Description of the task:
Reproduce the lines below from the one containing "Robot grasping planner: I need to pick up the wood beam" through the one containing "109, 45, 202, 86", keeping the requests unchanged. Scale every coordinate in the answers by 2.3 and round each result to a whole number, with halves rounded up, and return only those lines.

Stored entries
** start **

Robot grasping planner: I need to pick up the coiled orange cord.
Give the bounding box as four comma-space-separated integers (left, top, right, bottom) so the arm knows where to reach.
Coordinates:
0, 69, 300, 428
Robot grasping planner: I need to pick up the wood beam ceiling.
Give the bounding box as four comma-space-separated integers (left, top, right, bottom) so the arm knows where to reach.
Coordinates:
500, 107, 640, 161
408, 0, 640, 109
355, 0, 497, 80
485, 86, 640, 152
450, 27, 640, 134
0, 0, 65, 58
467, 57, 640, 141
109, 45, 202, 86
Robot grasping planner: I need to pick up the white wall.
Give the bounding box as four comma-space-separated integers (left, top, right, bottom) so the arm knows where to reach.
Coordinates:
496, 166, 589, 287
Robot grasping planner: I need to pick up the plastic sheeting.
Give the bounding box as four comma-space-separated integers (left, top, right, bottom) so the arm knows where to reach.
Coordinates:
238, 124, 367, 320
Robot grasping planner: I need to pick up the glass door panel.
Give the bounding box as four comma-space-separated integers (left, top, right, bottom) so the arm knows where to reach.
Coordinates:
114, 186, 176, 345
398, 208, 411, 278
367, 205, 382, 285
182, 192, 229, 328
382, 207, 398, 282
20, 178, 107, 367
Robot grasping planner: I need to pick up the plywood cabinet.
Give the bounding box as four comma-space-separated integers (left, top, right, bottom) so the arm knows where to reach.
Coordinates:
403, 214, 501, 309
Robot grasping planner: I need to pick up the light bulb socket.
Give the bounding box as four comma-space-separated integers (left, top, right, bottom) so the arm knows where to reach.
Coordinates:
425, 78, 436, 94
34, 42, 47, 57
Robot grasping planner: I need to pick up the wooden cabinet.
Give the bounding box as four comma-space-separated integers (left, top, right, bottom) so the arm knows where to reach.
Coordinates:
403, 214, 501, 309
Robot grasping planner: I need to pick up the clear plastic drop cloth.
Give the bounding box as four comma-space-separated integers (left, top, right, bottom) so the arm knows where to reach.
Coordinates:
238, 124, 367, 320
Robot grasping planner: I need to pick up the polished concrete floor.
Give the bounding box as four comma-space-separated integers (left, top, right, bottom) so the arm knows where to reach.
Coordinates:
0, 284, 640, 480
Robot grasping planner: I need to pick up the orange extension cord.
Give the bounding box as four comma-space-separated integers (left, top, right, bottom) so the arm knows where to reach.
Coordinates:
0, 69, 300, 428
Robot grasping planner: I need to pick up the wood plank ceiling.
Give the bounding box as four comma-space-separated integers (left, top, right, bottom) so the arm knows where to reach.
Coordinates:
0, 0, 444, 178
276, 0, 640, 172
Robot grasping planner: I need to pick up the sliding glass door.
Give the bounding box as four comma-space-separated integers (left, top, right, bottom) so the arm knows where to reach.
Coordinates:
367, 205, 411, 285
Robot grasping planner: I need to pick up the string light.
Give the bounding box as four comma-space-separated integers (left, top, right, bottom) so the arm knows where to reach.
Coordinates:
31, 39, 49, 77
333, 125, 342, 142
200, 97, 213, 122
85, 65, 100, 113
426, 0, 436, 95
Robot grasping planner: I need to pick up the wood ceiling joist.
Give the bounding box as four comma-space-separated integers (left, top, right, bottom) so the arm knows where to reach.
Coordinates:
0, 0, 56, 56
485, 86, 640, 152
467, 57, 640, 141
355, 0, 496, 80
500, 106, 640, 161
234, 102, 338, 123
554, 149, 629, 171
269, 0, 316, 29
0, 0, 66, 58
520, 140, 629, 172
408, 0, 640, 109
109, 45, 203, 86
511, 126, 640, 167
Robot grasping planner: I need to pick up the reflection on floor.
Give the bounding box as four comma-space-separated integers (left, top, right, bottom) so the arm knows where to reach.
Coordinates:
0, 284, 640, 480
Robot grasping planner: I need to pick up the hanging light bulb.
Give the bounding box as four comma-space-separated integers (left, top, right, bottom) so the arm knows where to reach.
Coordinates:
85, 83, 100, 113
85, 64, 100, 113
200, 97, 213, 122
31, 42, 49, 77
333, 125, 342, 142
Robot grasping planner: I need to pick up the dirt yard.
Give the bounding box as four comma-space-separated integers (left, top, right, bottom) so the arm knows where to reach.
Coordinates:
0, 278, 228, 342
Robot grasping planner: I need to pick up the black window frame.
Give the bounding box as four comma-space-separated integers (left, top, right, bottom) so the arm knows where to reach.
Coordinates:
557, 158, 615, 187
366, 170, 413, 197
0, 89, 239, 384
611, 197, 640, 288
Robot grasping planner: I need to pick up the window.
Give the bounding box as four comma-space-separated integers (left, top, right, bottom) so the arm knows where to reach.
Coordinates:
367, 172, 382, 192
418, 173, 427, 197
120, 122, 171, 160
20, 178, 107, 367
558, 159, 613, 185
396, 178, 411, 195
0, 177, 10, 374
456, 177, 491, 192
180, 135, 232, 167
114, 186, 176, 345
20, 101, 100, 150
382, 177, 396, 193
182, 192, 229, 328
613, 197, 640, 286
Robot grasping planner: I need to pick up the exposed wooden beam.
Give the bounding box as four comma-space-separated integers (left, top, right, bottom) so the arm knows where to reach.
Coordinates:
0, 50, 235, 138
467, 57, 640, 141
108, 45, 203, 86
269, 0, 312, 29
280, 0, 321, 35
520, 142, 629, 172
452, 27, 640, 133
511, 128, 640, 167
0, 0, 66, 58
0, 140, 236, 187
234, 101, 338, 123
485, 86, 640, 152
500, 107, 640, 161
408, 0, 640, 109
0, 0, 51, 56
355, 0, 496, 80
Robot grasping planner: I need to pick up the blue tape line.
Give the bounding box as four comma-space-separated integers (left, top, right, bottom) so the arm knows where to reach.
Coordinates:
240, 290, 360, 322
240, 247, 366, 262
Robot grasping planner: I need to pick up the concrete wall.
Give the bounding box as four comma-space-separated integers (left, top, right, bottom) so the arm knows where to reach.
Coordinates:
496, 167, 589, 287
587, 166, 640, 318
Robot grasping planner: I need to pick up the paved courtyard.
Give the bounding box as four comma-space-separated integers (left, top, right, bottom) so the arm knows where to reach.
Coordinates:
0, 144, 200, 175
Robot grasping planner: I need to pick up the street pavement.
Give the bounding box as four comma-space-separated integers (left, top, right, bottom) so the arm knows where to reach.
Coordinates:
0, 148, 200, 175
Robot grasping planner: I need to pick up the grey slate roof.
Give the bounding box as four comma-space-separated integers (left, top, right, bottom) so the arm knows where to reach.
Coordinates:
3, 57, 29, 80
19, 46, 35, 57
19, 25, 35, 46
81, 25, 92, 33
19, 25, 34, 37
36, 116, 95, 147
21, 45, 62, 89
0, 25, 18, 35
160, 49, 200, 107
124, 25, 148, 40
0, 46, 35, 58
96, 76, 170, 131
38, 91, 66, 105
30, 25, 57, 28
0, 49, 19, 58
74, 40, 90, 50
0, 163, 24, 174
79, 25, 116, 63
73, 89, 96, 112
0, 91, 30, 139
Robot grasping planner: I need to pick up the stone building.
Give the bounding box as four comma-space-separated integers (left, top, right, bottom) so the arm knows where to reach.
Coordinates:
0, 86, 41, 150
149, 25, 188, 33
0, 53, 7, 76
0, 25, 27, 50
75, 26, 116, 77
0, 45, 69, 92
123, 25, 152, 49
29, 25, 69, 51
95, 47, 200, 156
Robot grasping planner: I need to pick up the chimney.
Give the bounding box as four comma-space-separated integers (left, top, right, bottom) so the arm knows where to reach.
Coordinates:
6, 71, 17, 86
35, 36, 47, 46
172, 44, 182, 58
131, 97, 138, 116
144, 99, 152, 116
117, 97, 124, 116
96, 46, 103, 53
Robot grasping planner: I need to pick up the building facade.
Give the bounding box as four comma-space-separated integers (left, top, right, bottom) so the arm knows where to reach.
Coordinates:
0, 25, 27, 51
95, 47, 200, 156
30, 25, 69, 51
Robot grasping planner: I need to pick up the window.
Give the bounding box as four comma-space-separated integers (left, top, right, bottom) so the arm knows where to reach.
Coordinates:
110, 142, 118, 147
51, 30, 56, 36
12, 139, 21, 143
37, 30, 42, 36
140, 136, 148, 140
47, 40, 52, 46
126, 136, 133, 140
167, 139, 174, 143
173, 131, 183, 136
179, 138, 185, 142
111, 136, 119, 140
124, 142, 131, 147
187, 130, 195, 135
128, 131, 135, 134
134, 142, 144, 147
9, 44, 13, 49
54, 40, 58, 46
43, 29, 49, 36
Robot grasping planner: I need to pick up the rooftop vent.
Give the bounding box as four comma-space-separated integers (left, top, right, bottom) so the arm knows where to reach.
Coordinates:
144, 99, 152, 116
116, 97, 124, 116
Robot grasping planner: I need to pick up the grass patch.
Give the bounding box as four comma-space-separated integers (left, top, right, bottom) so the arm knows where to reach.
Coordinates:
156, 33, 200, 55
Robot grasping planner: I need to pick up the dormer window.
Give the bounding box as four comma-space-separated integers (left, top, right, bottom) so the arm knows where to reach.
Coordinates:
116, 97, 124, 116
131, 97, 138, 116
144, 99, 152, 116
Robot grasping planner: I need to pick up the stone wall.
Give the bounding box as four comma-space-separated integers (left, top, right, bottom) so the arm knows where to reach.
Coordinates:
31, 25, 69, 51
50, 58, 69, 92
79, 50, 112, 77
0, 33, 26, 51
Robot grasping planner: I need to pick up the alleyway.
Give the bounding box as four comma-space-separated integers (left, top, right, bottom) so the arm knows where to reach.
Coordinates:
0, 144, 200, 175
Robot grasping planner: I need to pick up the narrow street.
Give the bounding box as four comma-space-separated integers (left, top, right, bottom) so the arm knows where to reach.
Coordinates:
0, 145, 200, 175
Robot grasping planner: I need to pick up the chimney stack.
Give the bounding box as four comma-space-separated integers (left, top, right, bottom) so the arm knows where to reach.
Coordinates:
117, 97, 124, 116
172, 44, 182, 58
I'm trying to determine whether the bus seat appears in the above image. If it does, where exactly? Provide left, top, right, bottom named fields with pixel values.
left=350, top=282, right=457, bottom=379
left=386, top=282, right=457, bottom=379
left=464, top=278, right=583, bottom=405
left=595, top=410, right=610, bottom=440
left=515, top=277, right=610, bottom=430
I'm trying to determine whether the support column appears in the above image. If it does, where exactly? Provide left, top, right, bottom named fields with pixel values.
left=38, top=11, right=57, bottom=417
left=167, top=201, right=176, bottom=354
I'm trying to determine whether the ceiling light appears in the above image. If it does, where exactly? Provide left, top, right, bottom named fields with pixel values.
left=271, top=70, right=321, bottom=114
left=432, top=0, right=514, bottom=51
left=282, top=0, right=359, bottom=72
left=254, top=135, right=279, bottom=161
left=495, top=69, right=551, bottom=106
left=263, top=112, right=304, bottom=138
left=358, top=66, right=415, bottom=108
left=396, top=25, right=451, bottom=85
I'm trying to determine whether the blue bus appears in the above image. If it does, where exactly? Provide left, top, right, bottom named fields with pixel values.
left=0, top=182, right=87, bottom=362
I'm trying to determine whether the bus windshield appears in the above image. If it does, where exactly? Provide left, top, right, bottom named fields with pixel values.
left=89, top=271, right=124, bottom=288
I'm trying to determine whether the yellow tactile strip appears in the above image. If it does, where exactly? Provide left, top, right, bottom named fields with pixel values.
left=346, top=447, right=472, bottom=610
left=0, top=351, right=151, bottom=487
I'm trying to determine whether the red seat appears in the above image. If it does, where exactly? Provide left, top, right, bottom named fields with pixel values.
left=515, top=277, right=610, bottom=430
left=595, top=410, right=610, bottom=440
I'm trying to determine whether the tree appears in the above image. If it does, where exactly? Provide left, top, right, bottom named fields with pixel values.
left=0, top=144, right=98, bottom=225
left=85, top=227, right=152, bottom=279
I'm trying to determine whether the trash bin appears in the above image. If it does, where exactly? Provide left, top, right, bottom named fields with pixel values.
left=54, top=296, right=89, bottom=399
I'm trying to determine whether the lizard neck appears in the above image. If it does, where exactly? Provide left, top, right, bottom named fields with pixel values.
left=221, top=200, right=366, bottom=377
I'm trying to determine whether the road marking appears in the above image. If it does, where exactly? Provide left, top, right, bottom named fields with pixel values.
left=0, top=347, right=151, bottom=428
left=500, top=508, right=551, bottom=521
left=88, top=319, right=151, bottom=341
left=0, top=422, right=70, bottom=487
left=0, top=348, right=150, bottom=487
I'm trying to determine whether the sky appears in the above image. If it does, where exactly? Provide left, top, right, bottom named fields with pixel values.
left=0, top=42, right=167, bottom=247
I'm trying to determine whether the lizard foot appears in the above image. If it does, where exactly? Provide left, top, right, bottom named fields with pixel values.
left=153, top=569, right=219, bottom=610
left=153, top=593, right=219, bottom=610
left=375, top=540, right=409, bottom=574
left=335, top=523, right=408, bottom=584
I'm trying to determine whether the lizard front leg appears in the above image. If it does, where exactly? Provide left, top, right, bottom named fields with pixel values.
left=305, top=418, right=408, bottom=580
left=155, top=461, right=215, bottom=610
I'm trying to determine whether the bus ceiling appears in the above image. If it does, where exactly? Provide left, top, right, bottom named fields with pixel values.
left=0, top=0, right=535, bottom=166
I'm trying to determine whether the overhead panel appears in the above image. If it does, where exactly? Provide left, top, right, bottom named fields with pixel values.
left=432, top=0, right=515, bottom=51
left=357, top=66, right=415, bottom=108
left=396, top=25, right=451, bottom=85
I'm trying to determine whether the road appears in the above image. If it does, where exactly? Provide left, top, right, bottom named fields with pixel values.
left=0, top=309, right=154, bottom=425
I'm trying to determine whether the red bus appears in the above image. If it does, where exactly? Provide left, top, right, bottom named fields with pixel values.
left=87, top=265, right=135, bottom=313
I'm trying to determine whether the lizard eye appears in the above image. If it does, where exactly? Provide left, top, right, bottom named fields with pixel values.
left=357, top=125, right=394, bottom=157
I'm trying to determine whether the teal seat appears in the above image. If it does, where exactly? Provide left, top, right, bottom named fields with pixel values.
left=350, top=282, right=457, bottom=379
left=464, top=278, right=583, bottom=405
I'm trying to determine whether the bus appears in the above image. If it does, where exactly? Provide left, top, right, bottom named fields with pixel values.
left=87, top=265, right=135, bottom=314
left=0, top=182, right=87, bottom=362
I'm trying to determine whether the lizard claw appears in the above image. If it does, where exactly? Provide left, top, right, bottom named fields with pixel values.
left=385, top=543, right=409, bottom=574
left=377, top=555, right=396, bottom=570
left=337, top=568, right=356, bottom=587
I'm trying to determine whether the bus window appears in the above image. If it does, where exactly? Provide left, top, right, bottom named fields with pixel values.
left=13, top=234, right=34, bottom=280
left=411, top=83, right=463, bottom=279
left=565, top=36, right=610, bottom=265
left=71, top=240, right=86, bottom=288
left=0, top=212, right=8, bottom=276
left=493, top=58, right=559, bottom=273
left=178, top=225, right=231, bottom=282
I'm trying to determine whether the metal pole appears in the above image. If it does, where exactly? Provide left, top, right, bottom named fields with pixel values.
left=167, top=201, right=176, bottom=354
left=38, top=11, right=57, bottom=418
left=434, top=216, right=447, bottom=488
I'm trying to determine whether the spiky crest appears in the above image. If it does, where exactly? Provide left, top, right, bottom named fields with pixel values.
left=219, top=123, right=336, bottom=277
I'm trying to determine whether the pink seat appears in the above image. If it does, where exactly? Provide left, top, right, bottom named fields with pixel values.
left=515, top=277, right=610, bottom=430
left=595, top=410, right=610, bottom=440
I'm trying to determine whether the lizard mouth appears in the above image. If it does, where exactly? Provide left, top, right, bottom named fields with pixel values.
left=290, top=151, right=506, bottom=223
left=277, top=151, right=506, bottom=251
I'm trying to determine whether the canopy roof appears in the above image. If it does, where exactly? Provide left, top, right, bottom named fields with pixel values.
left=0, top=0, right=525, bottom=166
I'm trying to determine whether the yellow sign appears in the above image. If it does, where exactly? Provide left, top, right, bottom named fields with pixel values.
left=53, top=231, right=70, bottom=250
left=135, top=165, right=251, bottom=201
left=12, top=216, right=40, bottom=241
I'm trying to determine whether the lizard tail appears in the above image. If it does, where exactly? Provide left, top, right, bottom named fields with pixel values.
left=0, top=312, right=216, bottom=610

** end **

Task output:
Robot grasping planner: I need to pick up the wood beam ceiling.
Give the bounding box as four comma-space-separated integers (left, top, right, bottom) so the arm knows where to reach.
Coordinates:
1150, 246, 1472, 370
938, 0, 1472, 251
817, 0, 1143, 184
1116, 198, 1472, 350
1035, 62, 1472, 308
0, 0, 150, 133
1074, 131, 1472, 324
251, 104, 465, 198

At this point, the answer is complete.